What to produce - Starting with the line that contains "Exercise. Point to the grass", copy every line through the end of the data below, exactly and with nothing added.

Available data -
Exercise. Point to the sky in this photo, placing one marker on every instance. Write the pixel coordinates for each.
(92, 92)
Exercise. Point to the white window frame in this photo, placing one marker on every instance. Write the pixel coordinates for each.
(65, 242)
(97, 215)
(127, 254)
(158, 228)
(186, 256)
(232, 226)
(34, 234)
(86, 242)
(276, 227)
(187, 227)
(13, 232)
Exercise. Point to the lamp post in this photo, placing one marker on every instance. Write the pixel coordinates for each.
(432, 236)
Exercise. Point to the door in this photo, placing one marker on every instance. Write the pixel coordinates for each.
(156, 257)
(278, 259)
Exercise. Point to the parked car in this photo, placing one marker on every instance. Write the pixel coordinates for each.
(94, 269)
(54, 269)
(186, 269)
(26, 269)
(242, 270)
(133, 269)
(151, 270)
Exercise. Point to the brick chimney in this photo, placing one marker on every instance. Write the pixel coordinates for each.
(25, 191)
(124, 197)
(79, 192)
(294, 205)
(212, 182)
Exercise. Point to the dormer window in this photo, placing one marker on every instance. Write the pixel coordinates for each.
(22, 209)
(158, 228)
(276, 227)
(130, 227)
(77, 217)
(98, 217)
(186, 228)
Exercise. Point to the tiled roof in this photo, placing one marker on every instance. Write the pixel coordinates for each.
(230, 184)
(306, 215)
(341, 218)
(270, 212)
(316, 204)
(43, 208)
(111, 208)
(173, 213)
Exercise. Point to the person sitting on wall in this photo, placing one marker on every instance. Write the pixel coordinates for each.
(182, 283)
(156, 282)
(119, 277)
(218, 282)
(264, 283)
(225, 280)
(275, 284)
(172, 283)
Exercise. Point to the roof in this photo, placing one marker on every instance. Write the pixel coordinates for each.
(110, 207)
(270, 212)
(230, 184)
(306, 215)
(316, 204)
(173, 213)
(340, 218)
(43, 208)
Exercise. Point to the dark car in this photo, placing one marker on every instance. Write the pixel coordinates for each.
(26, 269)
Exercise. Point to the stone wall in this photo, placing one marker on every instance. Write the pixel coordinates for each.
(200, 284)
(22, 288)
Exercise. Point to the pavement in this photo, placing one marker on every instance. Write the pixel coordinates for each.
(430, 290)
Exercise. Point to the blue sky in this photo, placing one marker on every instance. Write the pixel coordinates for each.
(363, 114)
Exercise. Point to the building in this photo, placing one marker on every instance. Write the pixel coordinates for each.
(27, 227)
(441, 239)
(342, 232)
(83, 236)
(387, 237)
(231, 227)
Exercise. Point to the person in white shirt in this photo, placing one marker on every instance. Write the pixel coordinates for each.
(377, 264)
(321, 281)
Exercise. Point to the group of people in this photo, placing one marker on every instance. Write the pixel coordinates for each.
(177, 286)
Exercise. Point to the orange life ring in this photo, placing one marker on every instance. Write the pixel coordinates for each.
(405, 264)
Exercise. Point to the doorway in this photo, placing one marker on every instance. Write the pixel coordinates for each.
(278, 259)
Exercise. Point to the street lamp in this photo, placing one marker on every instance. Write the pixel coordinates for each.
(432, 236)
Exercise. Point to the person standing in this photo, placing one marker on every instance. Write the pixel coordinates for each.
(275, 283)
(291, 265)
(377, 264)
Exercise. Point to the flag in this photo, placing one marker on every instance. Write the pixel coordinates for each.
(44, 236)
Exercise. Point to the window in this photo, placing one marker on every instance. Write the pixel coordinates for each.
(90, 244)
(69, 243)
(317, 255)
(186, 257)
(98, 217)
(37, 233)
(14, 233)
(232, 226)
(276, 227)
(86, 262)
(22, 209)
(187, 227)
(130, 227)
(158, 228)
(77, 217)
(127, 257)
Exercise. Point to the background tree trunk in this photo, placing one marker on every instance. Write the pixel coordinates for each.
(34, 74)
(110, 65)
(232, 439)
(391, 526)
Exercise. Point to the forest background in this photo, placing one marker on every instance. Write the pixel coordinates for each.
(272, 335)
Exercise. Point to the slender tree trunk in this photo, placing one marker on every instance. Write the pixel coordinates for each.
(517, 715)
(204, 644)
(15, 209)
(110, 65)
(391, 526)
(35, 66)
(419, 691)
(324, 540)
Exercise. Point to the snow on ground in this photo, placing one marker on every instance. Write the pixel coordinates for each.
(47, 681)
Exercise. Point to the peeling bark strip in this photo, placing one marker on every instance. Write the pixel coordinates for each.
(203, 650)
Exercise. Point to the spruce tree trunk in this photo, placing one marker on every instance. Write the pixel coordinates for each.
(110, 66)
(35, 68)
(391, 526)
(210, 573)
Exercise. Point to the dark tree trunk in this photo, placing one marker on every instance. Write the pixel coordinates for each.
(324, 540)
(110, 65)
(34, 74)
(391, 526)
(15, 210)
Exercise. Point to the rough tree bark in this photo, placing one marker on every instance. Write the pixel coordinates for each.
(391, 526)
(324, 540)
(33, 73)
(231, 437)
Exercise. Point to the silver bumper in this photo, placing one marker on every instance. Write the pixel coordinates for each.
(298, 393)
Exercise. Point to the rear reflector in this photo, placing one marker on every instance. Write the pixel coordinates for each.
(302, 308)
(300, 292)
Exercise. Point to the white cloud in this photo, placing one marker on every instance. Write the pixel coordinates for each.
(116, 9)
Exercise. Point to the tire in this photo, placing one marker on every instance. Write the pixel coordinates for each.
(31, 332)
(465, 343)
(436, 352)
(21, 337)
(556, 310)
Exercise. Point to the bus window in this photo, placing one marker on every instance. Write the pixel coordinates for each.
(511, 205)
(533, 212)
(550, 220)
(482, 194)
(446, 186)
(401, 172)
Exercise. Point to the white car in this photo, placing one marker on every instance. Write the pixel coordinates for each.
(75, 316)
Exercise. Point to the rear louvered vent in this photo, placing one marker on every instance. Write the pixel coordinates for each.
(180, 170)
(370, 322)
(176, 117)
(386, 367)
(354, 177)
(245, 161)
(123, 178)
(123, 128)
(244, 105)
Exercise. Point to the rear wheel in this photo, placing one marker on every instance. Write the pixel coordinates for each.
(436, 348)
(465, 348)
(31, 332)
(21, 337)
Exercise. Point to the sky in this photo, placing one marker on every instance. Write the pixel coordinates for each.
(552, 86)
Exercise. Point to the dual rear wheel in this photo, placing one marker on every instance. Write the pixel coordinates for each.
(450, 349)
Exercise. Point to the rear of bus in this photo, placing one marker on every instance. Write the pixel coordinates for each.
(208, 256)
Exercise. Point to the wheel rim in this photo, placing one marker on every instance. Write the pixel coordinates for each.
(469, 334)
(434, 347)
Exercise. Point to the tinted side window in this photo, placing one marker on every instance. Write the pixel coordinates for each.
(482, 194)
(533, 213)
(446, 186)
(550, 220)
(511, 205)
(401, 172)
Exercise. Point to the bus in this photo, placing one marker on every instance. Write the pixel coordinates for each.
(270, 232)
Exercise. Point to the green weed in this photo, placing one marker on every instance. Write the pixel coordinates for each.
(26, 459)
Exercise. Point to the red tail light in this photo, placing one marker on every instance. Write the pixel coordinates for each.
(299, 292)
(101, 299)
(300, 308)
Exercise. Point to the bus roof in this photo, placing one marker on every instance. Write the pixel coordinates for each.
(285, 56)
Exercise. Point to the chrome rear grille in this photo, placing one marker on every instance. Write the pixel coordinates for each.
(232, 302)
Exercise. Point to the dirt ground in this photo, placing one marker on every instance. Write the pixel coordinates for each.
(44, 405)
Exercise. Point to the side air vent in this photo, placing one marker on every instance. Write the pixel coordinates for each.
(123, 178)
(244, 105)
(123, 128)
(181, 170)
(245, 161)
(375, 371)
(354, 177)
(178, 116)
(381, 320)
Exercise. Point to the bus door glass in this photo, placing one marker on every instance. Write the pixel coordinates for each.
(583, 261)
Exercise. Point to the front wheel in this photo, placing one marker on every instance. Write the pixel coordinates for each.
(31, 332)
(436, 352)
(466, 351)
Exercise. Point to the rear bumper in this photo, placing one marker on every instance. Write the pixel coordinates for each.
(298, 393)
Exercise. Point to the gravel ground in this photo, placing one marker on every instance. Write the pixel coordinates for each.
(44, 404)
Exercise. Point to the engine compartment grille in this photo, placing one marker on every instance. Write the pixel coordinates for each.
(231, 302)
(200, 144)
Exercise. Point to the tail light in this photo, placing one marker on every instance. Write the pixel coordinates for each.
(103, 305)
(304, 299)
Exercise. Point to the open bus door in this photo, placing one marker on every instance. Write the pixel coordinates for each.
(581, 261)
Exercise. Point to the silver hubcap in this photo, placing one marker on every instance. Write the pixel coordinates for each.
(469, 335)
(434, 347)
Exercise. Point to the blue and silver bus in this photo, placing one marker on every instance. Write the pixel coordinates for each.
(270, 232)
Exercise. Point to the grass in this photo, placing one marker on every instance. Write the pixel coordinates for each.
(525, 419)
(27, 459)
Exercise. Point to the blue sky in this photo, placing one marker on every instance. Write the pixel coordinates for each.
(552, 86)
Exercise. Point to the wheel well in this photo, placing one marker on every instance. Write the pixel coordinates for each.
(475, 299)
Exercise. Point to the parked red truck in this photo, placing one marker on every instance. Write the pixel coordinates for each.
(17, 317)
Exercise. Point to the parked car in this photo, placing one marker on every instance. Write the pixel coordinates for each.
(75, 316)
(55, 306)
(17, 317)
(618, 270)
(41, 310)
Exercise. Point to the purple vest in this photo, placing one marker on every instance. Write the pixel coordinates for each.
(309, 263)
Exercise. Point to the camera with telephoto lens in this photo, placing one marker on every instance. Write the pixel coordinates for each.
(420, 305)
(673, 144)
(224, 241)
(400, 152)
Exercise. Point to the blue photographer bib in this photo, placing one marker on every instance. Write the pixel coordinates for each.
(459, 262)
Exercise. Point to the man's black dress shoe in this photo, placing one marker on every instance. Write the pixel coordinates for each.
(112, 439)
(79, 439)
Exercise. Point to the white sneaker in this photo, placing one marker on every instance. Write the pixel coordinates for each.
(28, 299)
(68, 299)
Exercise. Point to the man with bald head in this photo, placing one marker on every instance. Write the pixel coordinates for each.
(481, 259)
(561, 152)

Solved exercise -
Exercise. Point to the grass in this photo, placing one marker on every instance. Write the pixel coordinates for each.
(525, 419)
(27, 459)
Exercise. Point to the blue sky in this photo, placing one marker on every instance. Write the pixel coordinates for each.
(552, 86)
Exercise. Point to the wheel well in this photo, placing one marker on every instance. Write the pixel coordinates for each.
(475, 299)
Exercise. Point to the parked red truck in this photo, placing one marker on every instance. Write the pixel coordinates for each.
(17, 317)
Exercise. Point to the parked car in this photo, placing one marker on every instance. Write the pixel coordinates for each.
(75, 316)
(55, 306)
(17, 317)
(618, 270)
(41, 310)
Exercise. Point to the purple vest in this photo, placing one marker on every instance. Write the pixel coordinates for each.
(309, 263)
Exercise. Point to the camera with telephoto lens in this photo, placing one marker on every instance. Write the pixel coordinates for each.
(420, 305)
(673, 144)
(224, 241)
(400, 152)
Exercise. Point to the blue photographer bib in this photo, placing one marker on every instance. Write the pixel coordinates for each.
(459, 262)
Exercise. Point to the man's black dress shoe in this photo, placing one marker on every instance. Write the pixel coordinates for each.
(112, 439)
(79, 439)
Exercise. Point to the white sneaker in this photo, placing one marker on every instance. Write the pixel coordinates for each.
(28, 299)
(68, 299)
Exercise. Point to the man with bald head in this photo, placing one marker on every instance. Write the pixel coordinates for each.
(481, 259)
(561, 152)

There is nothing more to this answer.